--- TASK OBJECTIVE ---
State how many of the lines below contain the word "black". Give only the number.

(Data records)
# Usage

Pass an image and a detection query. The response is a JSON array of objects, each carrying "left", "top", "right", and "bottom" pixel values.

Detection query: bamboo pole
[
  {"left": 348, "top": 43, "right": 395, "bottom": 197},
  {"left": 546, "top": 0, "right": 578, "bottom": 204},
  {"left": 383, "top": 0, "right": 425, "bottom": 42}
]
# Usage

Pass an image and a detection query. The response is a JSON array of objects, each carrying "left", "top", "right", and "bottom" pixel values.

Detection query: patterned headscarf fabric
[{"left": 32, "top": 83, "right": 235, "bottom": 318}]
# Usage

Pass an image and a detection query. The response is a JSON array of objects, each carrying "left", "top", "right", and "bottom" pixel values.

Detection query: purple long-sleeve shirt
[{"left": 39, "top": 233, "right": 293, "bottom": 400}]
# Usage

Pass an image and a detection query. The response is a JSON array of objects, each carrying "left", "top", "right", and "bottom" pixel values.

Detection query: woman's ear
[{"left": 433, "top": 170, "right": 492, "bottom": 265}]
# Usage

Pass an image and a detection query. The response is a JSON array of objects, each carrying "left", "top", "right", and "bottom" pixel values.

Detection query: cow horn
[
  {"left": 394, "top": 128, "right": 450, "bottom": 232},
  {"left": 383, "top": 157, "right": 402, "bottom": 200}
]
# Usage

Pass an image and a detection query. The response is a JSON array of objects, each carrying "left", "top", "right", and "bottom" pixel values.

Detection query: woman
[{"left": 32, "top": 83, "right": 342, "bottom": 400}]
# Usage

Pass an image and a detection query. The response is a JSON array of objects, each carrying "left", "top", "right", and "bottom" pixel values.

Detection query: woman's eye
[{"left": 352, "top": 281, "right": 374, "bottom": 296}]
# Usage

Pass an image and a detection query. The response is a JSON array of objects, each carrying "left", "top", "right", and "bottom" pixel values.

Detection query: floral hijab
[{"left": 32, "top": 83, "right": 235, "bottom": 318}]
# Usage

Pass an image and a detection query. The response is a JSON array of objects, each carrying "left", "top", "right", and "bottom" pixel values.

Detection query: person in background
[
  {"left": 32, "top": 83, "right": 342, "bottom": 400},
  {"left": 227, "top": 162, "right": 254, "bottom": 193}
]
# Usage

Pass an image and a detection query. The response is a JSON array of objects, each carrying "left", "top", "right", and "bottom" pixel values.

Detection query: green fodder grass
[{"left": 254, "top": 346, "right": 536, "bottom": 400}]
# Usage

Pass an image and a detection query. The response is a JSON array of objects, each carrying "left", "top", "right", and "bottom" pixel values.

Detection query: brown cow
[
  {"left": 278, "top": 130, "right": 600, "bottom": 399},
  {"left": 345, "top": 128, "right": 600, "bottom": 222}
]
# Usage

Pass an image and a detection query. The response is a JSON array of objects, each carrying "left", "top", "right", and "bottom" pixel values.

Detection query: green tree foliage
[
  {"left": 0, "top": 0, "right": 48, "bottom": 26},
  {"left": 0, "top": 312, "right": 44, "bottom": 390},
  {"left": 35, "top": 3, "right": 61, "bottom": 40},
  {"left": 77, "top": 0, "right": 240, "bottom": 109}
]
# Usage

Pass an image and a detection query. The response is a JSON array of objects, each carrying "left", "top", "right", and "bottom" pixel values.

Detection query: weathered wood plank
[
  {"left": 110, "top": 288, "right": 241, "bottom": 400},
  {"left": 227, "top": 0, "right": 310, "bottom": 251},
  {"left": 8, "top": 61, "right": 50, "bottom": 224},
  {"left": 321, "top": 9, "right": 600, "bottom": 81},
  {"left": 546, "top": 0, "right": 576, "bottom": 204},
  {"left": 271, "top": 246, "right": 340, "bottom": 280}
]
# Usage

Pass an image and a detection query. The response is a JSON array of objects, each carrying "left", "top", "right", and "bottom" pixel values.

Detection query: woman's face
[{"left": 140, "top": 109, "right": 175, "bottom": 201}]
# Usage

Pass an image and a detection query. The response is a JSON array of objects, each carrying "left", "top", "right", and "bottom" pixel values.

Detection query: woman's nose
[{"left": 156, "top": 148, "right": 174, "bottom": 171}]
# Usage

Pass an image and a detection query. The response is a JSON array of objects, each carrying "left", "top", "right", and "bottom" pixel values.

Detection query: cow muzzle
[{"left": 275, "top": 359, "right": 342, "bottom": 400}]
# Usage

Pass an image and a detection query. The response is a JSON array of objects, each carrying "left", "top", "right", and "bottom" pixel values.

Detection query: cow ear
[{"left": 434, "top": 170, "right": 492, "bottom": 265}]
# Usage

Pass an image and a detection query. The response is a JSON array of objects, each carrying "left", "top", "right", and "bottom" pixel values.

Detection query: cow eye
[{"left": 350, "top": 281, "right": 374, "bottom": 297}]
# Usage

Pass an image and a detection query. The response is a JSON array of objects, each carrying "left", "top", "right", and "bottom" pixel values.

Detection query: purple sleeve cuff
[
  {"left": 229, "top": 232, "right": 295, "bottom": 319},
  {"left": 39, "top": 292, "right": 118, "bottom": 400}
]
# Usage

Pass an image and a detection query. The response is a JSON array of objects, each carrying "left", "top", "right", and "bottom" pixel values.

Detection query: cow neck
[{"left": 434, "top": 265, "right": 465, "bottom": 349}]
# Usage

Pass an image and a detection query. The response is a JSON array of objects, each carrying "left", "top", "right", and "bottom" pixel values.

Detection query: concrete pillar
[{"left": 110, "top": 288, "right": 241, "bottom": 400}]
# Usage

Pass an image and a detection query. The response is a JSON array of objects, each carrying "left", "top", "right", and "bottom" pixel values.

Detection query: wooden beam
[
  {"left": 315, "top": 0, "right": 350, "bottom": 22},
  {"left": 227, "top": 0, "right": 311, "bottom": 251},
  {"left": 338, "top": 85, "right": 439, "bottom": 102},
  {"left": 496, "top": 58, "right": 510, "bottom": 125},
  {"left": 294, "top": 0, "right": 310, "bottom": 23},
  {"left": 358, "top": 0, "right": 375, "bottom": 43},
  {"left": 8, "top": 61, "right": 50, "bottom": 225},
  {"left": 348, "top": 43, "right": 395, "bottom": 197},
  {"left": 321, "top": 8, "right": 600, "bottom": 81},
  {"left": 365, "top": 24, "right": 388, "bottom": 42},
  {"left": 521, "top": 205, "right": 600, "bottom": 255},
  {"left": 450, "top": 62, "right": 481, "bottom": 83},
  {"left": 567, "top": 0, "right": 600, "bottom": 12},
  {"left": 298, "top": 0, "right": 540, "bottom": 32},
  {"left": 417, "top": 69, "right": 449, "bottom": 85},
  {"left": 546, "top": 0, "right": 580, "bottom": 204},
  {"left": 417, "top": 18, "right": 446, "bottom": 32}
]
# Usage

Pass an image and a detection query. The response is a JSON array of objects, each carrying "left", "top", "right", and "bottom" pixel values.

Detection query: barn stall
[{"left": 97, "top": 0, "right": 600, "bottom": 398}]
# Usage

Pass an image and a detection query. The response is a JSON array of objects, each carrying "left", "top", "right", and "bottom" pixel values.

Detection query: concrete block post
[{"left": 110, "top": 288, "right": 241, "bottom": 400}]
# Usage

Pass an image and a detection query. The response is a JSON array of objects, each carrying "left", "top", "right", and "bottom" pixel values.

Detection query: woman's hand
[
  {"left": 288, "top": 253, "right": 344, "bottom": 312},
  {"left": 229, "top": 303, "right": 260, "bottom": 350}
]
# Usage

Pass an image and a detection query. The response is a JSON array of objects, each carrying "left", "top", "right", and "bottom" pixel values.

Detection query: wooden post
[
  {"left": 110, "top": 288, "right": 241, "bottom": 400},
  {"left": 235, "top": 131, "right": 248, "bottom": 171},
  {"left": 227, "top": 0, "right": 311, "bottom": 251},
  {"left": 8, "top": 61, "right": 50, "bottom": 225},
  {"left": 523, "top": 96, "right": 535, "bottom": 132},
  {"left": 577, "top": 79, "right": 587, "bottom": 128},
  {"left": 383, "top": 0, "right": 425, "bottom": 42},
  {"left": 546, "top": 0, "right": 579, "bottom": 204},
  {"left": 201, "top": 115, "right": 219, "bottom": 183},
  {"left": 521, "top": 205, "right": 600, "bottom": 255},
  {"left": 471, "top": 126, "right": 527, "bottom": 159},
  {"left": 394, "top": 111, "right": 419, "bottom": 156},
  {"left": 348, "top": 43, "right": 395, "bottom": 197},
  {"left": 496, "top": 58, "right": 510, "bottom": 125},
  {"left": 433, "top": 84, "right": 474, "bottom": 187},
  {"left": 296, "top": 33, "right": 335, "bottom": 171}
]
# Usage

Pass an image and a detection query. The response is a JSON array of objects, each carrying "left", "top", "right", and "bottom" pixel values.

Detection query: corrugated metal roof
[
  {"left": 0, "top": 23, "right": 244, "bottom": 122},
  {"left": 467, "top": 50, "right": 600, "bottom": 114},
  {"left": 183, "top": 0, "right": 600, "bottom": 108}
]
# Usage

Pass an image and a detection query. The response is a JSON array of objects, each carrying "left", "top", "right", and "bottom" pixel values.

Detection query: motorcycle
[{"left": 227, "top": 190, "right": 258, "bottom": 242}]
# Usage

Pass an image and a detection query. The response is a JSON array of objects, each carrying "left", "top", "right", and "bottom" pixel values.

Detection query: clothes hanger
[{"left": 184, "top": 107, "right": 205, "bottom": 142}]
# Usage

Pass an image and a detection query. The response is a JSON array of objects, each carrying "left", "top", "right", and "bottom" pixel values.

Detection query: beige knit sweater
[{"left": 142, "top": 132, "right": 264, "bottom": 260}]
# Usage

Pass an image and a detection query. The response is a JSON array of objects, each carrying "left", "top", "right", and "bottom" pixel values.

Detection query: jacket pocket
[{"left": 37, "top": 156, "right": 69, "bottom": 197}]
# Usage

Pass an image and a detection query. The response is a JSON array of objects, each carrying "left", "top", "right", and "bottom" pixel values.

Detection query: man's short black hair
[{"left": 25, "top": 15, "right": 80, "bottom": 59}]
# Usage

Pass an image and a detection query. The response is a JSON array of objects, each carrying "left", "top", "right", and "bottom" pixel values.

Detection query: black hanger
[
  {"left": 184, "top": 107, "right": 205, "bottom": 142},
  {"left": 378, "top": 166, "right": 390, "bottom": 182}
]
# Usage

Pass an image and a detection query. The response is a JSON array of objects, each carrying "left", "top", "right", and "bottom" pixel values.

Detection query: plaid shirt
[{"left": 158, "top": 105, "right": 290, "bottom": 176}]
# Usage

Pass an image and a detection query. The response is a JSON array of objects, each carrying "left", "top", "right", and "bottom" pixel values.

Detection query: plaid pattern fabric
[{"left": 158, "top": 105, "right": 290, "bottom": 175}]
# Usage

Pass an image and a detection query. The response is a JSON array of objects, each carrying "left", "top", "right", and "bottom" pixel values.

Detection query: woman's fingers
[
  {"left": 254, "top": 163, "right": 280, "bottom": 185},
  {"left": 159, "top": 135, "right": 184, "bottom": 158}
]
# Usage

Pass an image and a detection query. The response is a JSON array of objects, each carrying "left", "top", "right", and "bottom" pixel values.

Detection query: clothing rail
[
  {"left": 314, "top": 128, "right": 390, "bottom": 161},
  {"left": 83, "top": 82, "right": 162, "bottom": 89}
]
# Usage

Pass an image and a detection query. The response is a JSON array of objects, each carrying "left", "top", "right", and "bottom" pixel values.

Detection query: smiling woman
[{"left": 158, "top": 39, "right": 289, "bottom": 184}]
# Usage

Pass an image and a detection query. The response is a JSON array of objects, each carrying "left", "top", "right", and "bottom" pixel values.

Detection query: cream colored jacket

--- RESPONSE FOR THIS EXERCISE ---
2